AIM 1 - Reproduce the part of the article about the Summer Spotlight camp that runs from "And, that’s thanks, in" up to and including "movement and writing.", keeping every word as it appears.

DOCUMENT TEXT -
###

In the spotlight
Published 11:00 pm Friday, July 15, 2011
Young stars shine at camp
Community theater is alive and well in Troy.
And, that’s thanks, in part, to about 80 kids ages 4 through 13.
For those who packed the Trojan Theater at Troy University Thursday night for the Summer Spotlight Showcase, there’s no doubt that the Summer Spotlight camp is a great place for young people to be exposed to and involved in the performing arts.
The Summer Spotlight Showcase was the culminating event of the four-day camp where children learn through the arts, music, movement and writing.
“Spectacular!” was the way camp director Tori Lee Averett described the Showcase.
“This entire week has been incredible,” she said. “We have had a wonderful time as our campers participated in musical theater, writing, acting, stage combat and the technical aspect of theater. Literally, everything that is necessary to run a show.”
The camp also included stagecrafts. The campers made different kinds of puppets and paraded them on stage during the Showcase performance.
The Showcase brought together all the things that the campers had learned, however, it was just one hour in a week of fun and learning that has become the trademark of the Summer Spotlight Camp.
“This is our third year for the Summer Spotlight Camp and we were splitting at the seams,” Averett said. “We were running out of room and had to increase our staff. Half of the kids were returning campers. So, all of this is a good indication that interest in theater is growing and that’s just fantastic. We are excited.”
The performing arts are “incredibly important,” Averett said.
“Participating in a camp like this is a very different atmosphere from school,” she said. “School is much more ridged. There’s a lot more ‘Sit down and be quiet.’ The theater is a creative outlet and it stimulates the imagination. And, what kid doesn’t have an imagination.”
Averett said participating in the performing arts helps children express themselves and think creatively.
“Children learn to work in groups and to problem solve, both of which are very important in the school environment,” she said. “They get to try new things and Summer Spotlight is a safe place to try new things and that’s especially beneficial to kids who are shy. They learn that, if you try something new and it doesn’t work out the way you had hoped, you won’t die from it. Theater gives children confidence and courage.”

###

GIVEN RECORDS -
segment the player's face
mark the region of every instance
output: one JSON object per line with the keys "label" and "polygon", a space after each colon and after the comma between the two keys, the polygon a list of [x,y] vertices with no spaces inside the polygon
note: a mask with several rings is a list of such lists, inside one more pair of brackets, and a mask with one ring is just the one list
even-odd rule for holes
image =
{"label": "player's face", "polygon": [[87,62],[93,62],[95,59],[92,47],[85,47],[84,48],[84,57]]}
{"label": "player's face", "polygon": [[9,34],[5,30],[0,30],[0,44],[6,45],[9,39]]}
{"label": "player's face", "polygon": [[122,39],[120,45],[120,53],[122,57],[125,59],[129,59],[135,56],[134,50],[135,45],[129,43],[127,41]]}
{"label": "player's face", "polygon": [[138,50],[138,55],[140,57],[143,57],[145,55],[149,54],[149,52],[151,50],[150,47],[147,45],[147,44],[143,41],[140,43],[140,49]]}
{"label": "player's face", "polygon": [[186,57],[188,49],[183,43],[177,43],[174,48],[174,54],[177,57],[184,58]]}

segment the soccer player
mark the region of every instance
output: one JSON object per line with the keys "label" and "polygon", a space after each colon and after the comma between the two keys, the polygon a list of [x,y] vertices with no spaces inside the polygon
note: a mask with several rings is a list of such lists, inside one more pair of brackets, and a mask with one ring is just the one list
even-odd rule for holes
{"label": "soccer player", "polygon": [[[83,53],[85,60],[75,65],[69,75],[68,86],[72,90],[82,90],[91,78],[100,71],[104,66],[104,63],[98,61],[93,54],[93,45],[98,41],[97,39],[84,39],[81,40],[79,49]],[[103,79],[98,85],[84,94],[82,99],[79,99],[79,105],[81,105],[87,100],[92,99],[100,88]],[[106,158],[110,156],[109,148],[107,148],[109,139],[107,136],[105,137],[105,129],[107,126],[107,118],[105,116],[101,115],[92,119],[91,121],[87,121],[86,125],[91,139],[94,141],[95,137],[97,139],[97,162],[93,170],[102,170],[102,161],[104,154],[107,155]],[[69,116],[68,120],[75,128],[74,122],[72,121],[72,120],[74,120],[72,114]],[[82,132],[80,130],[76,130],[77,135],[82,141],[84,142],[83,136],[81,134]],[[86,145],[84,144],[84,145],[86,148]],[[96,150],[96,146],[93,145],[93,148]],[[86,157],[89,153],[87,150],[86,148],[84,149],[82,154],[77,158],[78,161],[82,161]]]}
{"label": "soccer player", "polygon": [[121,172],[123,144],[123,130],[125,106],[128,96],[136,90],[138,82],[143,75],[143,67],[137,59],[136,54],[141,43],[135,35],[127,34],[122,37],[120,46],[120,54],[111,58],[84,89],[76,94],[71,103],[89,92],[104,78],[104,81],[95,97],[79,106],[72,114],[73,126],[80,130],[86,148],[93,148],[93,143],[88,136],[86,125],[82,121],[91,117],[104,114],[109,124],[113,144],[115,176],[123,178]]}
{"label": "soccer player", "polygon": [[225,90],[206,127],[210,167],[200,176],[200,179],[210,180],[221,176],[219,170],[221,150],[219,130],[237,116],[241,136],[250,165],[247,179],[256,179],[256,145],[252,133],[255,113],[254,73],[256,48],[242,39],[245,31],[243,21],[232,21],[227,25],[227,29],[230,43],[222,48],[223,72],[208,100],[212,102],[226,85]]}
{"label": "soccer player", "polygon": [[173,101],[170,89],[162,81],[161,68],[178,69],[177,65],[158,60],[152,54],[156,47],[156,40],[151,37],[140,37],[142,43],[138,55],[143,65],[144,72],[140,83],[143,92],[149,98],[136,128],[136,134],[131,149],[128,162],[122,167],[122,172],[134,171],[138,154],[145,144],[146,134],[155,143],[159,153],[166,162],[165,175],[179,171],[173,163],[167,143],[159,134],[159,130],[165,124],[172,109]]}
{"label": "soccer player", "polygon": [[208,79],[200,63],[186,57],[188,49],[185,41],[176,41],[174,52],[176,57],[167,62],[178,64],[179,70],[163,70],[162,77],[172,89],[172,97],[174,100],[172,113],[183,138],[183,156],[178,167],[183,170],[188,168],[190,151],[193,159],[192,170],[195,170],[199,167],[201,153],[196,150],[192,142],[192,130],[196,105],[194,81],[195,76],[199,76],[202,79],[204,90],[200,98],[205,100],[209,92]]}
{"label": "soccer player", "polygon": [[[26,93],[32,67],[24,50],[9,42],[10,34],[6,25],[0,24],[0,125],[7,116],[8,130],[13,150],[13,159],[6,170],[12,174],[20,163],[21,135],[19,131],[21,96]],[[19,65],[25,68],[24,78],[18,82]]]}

###

AIM 2 - How many lines of the records above contain the string "segment"? Reply with the number alone.

RESULT 1 -
And, that’s thanks, in part, to about 80 kids ages 4 through 13.
For those who packed the Trojan Theater at Troy University Thursday night for the Summer Spotlight Showcase, there’s no doubt that the Summer Spotlight camp is a great place for young people to be exposed to and involved in the performing arts.
The Summer Spotlight Showcase was the culminating event of the four-day camp where children learn through the arts, music, movement and writing.

RESULT 2 - 2